### SUPPLIED PASSAGE
══════════════════════════════

About a month and a half ago, we reported on the story of a player who had apparently gotten their account hacked while they were using the new Blizzard Authenticator key, and it raised a lot of questions in players' minds about the only hardware Blizzard's ever made: just what does the Authenticator do to protect players' accounts? Have Authenticators actually prevented accounts from being hacked? And what would it take to, through social engineering or other methods, actually remove an Authenticator from an account?

At the time we published that first story (which was later disputed by a customer support representative), Blizzard contacted us here at WoW Insider, offering to clear up players' concerns about the new keys. We quickly submitted to them a few questions pulled from our own writers and a few submitted by readers, and they've now returned the answers to us -- you can find Blizzard's answers to our questions about the Authenticator after the break. Thanks to Blizzard for answering our questions about how these keys work, and clarifying some of the issues around their security.

WoW Insider: Can you, without going into details that would compromise the Authenticators, walk us through exactly how they work? Is the code usable only once, or is it available for a certain period of time after login? And what are the chances that someone could keylog the authenticator code and/or use it without the key?


Blizzard: We've partnered with Vasco, which uses the same security technology as many major banks use to protect transactions that run through their systems and supplies some of the toughest security currently available. The Blizzard Authenticator can be tied to an individual account or multiple accounts. It supplies a random digital code that must be entered at login, providing an additional layer of security to help prevent unauthorized account access. Each code is valid for a limited time and can only be used once, so the Blizzard Authenticator must be in the possession of the account holder to log in to the account.

When we first heard about the person who got their account hacked while using the Authenticator, it appeared that whoever hacked the account had gotten the Authenticator removed from the account (though since then, Belfaire has told us on the forums that's not the case). What exactly is necessary to remove the Authenticator from an account? How easy or hard would it be for a hacker to do that through social engineering?

══════════════════════════════

### WORK INSTRUCTIONS
**A.** Judge whether each statement agrees with the Blizzard Authenticator interview. Answer yes or no for each, and quote the deciding words. (i) Blizzard partnered with Vasco to provide the Authenticator's security technology. (ii) An Authenticator code can be entered more than once within its valid period. (iii) A single Authenticator can be tied to only one account.
**B.** According to the Blizzard Authenticator interview, who disputed the first story about the hacked account?
**C.** Continue the Blizzard Authenticator interview from the final question it poses.

### GIVEN DATA

══════════════════════════════

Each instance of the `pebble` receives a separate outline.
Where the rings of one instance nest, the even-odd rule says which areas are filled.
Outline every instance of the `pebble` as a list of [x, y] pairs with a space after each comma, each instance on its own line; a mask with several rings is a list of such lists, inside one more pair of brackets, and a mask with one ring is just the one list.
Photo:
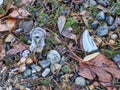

══════════════════════════════

### THE RESPONSES
**A.**
(i) Yes: "We've partnered with Vasco"
(ii) No: "Each code is valid for a limited time and can only be used once"
(iii) No: "The Blizzard Authenticator can be tied to an individual account or multiple accounts."

**B.** A customer support representative disputed it.

**C.**
In the particular case you mention, the Authenticator was indeed never removed from the account, as our customer support representative Belfaire indicated in early August. I can also confirm that we have no verified occurrences of an account being compromised that has a Blizzard Authenticator attached to it.

As for removing the Authenticator from an account, if you have the Authenticator handy, you can log into Account Management with it and disassociate it from your account directly. If the Authenticator is lost or missing, the account holder would be required to contact our support staff and we would assist on a case-by-case basis. Given the security concerns involved, information on the specific steps we follow is not something we publicize. However, our support team is dedicated to helping genuine cases without risking players' accounts.

Since releasing the Authenticator, have you seen a drop in the number of accounts reported hacked? Can you give us any numbers or percentages, either before or after the Authenticator's release, of how many hacked accounts you're seeing reported? Obviously there's no way to tell how many accounts are actually hacked, but from the reports we've seen (and from the fact that you've released the Authenticator in the first place), it seems like it's a widespread problem -- is that the case, according to your data?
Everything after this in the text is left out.